• _Instructions to follow_
Render as a JSON list of strings the data below, beginning at the line that contains "Where can the child's knee" and continuing through the last line of the data, with one string per line and blank lines omitted.

• _Entries from a point annotation set_
-------------------------
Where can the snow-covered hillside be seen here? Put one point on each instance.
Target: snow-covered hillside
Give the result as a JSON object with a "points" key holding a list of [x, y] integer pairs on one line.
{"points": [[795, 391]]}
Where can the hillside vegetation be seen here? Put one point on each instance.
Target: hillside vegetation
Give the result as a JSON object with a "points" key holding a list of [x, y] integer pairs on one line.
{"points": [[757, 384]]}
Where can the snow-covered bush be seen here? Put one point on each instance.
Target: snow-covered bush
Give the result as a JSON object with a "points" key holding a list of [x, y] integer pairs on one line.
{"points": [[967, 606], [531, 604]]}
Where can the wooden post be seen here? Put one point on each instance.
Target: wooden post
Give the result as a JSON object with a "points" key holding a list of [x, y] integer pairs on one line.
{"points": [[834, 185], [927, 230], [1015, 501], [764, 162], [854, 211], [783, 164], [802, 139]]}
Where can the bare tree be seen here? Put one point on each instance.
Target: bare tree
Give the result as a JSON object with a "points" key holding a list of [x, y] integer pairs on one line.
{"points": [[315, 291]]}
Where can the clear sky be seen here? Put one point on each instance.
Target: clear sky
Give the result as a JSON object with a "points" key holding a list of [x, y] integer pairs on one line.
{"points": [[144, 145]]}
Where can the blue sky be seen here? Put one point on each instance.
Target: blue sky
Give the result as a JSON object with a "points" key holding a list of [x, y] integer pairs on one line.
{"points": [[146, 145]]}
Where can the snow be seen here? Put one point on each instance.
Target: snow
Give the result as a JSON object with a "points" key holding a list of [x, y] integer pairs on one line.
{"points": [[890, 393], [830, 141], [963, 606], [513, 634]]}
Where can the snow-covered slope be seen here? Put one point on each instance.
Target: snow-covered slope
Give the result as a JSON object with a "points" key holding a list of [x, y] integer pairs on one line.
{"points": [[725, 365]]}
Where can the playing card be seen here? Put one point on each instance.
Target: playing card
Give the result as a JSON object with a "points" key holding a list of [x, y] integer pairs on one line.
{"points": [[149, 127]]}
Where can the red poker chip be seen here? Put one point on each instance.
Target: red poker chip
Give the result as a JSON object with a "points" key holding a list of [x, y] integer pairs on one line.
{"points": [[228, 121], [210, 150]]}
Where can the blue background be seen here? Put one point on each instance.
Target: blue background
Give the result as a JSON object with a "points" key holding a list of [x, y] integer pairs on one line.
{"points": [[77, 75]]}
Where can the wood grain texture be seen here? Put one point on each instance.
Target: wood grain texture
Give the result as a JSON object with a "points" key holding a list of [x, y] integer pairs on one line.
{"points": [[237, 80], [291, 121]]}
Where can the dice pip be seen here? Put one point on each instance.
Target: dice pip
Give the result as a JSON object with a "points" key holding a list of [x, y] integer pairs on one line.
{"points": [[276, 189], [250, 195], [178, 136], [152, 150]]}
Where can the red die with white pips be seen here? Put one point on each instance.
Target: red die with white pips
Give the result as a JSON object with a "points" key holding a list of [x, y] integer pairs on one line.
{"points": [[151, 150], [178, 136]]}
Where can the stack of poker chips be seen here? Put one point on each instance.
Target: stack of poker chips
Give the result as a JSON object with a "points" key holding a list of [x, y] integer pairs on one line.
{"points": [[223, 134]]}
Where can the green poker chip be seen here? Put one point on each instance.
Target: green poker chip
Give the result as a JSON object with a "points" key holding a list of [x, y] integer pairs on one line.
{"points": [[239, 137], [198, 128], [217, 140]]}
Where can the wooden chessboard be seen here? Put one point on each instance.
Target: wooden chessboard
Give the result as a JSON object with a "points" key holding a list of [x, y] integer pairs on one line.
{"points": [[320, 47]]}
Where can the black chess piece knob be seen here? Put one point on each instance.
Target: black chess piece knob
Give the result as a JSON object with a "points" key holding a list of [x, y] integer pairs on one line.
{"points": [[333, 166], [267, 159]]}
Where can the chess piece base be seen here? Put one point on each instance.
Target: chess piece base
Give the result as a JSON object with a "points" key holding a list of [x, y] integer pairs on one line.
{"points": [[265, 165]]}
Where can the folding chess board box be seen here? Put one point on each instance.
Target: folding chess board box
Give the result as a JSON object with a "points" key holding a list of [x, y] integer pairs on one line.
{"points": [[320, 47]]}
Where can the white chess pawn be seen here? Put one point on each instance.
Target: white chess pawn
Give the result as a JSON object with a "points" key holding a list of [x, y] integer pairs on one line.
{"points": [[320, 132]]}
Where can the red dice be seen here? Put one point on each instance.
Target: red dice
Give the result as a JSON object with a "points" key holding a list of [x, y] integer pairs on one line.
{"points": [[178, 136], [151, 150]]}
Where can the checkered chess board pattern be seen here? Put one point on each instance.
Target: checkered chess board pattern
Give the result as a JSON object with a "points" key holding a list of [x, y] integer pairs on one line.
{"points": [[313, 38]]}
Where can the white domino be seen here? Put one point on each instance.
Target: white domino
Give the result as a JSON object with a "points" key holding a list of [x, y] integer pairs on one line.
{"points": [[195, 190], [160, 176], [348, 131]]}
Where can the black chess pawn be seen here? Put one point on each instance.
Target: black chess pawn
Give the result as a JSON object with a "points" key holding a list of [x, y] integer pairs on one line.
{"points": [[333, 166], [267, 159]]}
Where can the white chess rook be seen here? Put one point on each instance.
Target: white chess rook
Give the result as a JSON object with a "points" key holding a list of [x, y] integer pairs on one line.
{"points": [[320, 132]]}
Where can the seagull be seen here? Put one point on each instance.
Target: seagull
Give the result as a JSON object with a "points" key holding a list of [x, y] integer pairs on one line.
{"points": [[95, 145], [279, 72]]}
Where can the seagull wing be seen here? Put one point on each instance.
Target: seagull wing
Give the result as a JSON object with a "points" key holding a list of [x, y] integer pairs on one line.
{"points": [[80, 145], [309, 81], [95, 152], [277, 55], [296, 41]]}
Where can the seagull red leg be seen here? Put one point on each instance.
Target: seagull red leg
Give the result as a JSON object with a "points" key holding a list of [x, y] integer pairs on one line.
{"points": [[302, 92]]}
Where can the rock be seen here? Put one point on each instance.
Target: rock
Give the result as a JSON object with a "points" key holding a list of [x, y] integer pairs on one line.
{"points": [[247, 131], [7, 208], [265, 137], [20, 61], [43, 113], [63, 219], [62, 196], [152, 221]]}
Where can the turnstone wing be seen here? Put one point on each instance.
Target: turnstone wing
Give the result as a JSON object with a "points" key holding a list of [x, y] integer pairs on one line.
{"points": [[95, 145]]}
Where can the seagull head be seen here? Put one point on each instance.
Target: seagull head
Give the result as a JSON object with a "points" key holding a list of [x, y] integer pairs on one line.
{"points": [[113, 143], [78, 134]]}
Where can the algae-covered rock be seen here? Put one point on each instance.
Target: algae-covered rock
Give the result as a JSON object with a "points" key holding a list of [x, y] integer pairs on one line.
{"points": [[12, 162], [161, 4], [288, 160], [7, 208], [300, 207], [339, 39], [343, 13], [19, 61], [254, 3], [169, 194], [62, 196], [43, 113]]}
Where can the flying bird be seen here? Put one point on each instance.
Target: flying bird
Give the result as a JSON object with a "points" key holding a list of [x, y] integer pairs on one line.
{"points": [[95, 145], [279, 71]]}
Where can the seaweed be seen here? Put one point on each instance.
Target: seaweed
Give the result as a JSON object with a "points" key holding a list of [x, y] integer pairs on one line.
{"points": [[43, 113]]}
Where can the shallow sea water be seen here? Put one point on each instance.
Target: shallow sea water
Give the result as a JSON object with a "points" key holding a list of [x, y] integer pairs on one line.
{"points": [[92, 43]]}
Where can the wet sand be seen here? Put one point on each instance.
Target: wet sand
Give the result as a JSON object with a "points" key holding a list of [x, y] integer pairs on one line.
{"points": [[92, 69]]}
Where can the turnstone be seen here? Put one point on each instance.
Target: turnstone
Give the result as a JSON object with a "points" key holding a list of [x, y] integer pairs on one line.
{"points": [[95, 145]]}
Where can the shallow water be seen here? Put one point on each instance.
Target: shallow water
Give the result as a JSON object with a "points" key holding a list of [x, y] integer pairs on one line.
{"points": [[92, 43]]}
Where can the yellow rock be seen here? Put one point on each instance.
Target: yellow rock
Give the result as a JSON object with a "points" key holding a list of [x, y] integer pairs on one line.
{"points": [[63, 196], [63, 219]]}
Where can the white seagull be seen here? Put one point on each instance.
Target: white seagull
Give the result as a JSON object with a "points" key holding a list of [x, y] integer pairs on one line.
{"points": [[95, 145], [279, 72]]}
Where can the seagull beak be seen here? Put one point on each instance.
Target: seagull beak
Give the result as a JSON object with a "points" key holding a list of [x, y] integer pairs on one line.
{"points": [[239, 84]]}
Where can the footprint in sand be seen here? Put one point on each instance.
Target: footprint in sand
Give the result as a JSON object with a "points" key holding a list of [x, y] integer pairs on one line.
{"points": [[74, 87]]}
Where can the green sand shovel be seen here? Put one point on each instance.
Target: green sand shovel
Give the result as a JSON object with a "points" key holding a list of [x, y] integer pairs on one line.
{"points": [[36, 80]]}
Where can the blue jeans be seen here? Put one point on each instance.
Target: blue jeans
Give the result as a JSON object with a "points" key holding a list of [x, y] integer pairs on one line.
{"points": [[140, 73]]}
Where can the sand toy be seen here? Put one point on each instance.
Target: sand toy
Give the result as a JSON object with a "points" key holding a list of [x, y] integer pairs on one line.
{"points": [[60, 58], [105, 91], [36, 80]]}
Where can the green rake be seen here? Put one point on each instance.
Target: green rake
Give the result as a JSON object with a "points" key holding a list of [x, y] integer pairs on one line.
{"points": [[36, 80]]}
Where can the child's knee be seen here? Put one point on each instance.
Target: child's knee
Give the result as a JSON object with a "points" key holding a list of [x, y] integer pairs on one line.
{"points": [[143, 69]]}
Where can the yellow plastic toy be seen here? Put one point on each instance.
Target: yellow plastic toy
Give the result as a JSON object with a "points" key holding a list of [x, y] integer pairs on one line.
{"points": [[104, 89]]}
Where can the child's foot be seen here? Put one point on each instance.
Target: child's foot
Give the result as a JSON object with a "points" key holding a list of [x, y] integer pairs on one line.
-------------------------
• _Output for this exercise_
[
  "Where can the child's knee be seen here? Put one point on each instance.",
  "Target: child's knee",
  "Give the result as a JSON object with a \"points\" key holding a list of [x, y] integer pairs on one line.",
  "{\"points\": [[143, 69]]}",
  "Where can the yellow plastic toy be seen here? Put one point on each instance.",
  "Target: yellow plastic toy",
  "Give the result as a JSON object with a \"points\" key holding a list of [x, y] integer pairs on one line.",
  "{\"points\": [[104, 89]]}",
  "Where can the child's foot be seen here? Put one point on each instance.",
  "Target: child's foot",
  "Give the result as a JSON object with a \"points\" key holding a list of [x, y] integer pairs on one line."
]